Render everything from the line containing "the flower bed" down to the final line of the entries below, both ends included, as a Markdown table with the columns Row and Text. Number each line in order and leave out blank lines.

───── Rows

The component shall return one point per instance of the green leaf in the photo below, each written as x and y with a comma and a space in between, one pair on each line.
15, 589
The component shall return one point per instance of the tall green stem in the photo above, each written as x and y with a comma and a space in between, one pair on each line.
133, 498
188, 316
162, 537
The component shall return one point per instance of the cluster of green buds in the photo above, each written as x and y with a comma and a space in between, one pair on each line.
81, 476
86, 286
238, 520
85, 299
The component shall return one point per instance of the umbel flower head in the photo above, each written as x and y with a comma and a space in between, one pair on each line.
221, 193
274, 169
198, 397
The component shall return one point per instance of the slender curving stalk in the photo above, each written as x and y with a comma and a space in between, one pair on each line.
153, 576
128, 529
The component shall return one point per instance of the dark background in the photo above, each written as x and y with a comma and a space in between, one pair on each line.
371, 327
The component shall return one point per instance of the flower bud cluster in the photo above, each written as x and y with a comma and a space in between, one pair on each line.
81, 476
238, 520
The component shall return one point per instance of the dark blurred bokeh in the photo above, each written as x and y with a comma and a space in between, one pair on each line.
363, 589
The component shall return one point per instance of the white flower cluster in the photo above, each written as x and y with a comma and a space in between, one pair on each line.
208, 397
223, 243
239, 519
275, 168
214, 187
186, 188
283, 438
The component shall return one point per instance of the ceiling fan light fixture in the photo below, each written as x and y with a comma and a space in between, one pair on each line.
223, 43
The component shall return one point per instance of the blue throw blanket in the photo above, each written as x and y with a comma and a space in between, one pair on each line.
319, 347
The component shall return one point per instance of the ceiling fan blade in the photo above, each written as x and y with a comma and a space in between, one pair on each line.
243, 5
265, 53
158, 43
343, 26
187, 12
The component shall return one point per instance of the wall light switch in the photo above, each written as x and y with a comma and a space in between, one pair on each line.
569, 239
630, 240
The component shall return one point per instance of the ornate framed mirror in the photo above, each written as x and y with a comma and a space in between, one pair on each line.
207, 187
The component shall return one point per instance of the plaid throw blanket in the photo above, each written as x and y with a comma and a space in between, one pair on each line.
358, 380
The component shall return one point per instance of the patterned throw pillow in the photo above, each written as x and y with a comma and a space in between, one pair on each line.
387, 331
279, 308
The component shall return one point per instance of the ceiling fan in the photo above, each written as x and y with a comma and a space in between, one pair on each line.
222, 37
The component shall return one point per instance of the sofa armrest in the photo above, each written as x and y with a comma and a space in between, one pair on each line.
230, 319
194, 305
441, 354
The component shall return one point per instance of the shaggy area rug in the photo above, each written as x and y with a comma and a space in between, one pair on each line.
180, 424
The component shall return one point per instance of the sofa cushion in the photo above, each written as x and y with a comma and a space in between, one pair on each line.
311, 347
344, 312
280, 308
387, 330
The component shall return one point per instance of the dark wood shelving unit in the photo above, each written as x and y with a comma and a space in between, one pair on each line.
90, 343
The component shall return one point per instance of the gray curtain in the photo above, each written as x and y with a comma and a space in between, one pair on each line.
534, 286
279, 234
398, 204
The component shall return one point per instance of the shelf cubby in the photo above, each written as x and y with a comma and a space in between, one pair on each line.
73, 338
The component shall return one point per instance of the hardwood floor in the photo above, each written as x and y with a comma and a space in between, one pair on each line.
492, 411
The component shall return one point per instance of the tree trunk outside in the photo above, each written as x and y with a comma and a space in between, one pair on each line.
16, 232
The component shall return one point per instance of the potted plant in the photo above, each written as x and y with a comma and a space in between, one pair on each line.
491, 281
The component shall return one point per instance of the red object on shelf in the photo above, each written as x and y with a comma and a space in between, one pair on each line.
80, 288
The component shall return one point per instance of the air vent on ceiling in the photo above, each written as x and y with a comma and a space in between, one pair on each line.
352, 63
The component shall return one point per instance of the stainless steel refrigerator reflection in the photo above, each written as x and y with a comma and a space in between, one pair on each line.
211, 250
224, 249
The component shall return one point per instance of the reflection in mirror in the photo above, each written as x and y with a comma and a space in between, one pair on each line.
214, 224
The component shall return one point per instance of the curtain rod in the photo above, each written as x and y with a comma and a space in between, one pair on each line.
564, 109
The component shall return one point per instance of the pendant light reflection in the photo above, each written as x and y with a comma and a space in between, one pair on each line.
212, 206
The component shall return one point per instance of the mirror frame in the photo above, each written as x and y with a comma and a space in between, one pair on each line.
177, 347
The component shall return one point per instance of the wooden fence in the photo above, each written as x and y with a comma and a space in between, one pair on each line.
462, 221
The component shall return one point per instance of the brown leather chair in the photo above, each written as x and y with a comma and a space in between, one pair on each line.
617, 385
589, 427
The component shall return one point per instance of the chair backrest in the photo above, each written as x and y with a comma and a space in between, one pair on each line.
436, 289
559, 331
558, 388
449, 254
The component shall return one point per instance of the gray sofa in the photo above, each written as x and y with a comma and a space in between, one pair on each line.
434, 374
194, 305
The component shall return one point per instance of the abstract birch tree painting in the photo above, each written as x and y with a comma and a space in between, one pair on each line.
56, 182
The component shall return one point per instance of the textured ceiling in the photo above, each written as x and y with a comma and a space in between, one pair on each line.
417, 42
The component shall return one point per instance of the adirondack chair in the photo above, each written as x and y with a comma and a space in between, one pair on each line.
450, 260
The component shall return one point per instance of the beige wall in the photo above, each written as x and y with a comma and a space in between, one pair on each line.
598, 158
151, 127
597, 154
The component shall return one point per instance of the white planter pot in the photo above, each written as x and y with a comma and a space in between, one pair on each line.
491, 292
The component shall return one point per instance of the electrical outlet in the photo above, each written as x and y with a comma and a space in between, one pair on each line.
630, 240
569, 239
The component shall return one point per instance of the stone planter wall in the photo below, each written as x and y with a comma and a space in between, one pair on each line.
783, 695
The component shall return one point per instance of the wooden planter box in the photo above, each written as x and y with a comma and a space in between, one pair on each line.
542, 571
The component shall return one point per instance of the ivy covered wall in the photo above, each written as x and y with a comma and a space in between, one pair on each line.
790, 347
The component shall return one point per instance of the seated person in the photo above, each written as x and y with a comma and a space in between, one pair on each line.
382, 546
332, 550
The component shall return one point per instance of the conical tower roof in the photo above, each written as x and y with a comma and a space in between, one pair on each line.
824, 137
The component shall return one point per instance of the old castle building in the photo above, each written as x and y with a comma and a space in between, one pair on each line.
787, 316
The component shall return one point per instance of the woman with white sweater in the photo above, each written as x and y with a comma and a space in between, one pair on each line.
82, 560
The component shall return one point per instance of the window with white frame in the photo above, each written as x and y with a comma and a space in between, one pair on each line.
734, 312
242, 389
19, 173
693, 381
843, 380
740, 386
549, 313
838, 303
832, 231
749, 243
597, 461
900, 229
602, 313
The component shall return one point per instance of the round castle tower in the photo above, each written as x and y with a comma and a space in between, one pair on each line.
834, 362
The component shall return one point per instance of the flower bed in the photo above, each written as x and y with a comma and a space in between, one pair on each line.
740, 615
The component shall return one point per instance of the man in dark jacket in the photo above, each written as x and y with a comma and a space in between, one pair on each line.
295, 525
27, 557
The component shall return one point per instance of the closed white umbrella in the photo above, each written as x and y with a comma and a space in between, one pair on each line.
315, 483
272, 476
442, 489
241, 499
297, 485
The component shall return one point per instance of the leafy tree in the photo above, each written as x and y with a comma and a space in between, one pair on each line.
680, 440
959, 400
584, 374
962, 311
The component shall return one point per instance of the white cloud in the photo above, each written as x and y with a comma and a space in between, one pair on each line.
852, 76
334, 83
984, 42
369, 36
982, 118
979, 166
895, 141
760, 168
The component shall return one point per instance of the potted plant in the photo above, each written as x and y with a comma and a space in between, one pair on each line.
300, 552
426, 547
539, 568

──────────

Output of the task>
| Row | Text |
|---|---|
| 1 | The component shall return one point per instance of the flower bed in the photo above, each written as x and y with a comma and a space in between, one pair on each line. |
| 2 | 740, 615 |
| 3 | The component shall return one point per instance of the man in dark jacket in the photo above, each written as x and y with a comma and a space in between, one pair on each line. |
| 4 | 295, 525 |
| 5 | 27, 557 |
| 6 | The component shall return one point per instance of the closed white umbrella in the photo above, each written as x and y with a comma and a space in between, one pair on each line. |
| 7 | 315, 483 |
| 8 | 272, 476 |
| 9 | 442, 489 |
| 10 | 241, 499 |
| 11 | 297, 485 |
| 12 | The component shall return one point per instance of the leafy tree in the photo above, each written as x and y with a comma and a space in between, one pair on each line. |
| 13 | 680, 440 |
| 14 | 959, 400 |
| 15 | 584, 374 |
| 16 | 962, 311 |
| 17 | The component shall return one point per instance of the white cloud in the photo above, each written as x and y with a comma and a space in between, one pair on each line. |
| 18 | 852, 76 |
| 19 | 334, 83 |
| 20 | 984, 42 |
| 21 | 369, 36 |
| 22 | 982, 118 |
| 23 | 979, 166 |
| 24 | 895, 141 |
| 25 | 760, 168 |
| 26 | The component shall return one point per instance of the potted plant in the photo above, each written as x and y with a comma and a space in between, one pair on each line. |
| 27 | 300, 552 |
| 28 | 426, 547 |
| 29 | 539, 568 |